Avec la crise sanitaire, le vélo gagne du terrain
La pandémie a remis les Québécois en selle, particulièrement à Montréal où la circulation automobile et la fréquentation des transports en commun ont nettement baissé. Tour de piste.
Rédigé par Claire-Marine Beha, journaliste Milo
Devant les deux adresses des Cycles C&L, situées rue Villeneuve et rue Rachel à Montréal, les files d’attente sont très fréquentes. Certains clients sont parfois prêts à attendre deux heures pour se faire servir. « On se fait prendre d’assaut depuis mars », lance le propriétaire Jean-Daniel Lafrance. Lorsque le gouvernement a reconnu que les magasins et ateliers de vélos étaient un service essentiel, le 1er avril dernier, 80% de son inventaire a été dévalisé en quelques jours.
Même scénario de l’autre côté de l’île, où l’équipe d’Atelier Wellington travaille à une cadence soutenue : « La pandémie a un énorme impact sur notre l’industrie. On a eu une recrudescence de demandes et on a dû s’adapter pour ne pas laisser le contact avec la clientèle en prendre un coup, indique la vice-présidente des opérations, Stéphanie Cloutier. L’effet papier toilette s’est aussi fait sentir chez nous! » Six mois plus tard, malgré la rentrée et la reprise graduelle d’un rythme plus conventionnel, les marchands de vélos ont toujours du pain sur la planche. Ce qui force le ralentissement, c’est en fait le manque de pièces, ironise Olivier Quirion-Deslauriers de Vélo Espresso, dans Hochelaga.
Tous en bicycle!
Des profils très variés sont attirés par la bicyclette en 2020. Certains ont sauté le pas et acheté un vélo neuf ou usagé pour la toute première fois, d’autres ont fait réparer une bicyclette qui prenait la poussière depuis longtemps et beaucoup de vélos pour enfant ont été vendus. Les Montréalais ont pris leur vélo pour éviter le bus et le métro ou pour occuper leur famille, mais aussi pour bouger et réduire leur anxiété après la fermeture des salles de sport. Olivier indique avoir vu défiler dans sa boutique plusieurs personnes qui ont choisi le vélo plutôt que la course à pied pour rester actives.

• [Activité 1]
Traduisez en anglais la phrase suivante de l’article sur l’essor du vélo à Montréal : « Des profils très variés sont attirés par la bicyclette en 2020. »
• [Activité 2]
Reprenez l’article sur l’essor du vélo à Montréal à partir de sa dernière phrase.
Le matériel qui suit n’a aucun rapport avec l’article sur l’essor du vélo à Montréal.

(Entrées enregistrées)
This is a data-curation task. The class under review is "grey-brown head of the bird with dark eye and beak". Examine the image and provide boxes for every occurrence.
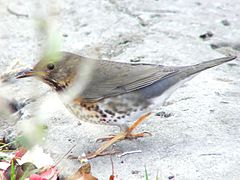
[16,52,80,91]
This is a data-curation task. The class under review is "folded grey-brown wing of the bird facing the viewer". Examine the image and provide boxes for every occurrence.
[81,61,177,101]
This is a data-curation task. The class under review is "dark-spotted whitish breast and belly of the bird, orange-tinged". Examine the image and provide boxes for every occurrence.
[62,93,152,126]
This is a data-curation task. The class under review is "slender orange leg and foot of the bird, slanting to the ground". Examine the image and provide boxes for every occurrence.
[83,113,151,159]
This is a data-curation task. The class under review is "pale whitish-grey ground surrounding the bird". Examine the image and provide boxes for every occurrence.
[0,0,240,180]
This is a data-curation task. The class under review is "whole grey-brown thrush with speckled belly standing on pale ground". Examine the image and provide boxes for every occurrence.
[16,52,236,158]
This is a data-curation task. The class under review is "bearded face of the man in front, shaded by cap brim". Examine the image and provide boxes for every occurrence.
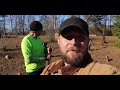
[58,28,89,65]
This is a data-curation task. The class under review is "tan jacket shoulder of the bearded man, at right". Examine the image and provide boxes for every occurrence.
[76,61,120,75]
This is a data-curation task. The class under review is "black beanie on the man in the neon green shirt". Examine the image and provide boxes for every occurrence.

• [Résultat attendu 1]
People of very different backgrounds are drawn to the bicycle in 2020.

• [Résultat attendu 2]
Quant au vélo à assistance électrique (VAE), déjà en vogue depuis quelques années, sa popularité a encore grimpé, même si les Européens restent de loin les principaux consommateurs. « C’est plus dispendieux et plus lourd ; si on habite au 2e ou 3e étage il y a quelques contraintes », souligne la présidente de Vélo Québec Suzanne Lareau. Néanmoins, la technologie du VAE s’améliore : il pourrait bien séduire de plus en plus de Québécois qui résident à plus de dix kilomètres de leur lieu de travail et enfourcheraient le vélo électrique pour lier efficacité et plaisir. « La dépense d’énergie n’est pas nulle, même si on n’a pas besoin d’être en excellente forme physique », ajoute-t-elle. Mais les vélos traditionnels restent en tête de peloton malgré cette avancée prometteuse.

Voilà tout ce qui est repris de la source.